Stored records
=====

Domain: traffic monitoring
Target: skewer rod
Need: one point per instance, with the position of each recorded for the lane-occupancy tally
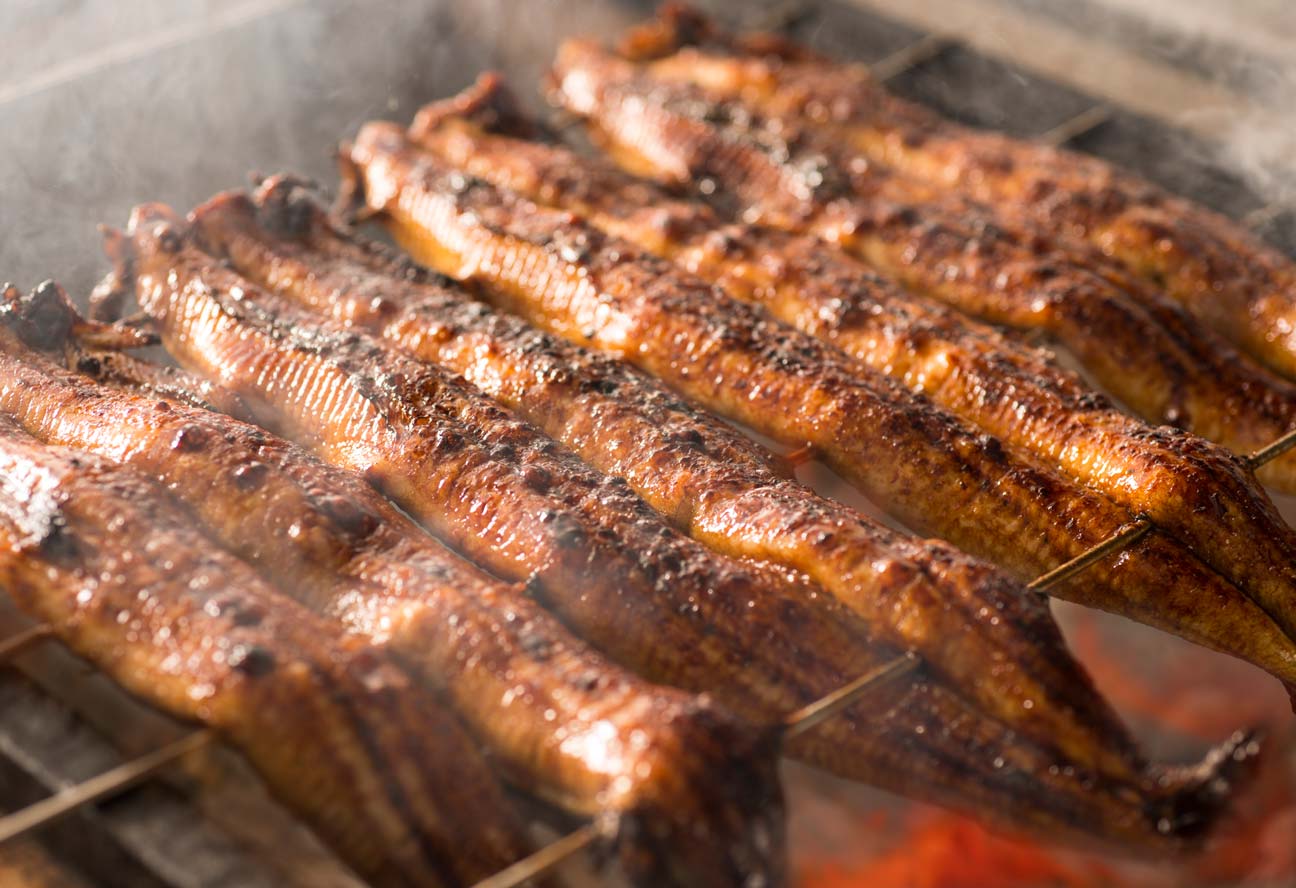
(104, 786)
(826, 707)
(1117, 541)
(1273, 451)
(543, 860)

=====

Pull out each line of the listing above that contains the word "with".

Need: one point per instance, with the position of each recorded for the lane-occupancy tally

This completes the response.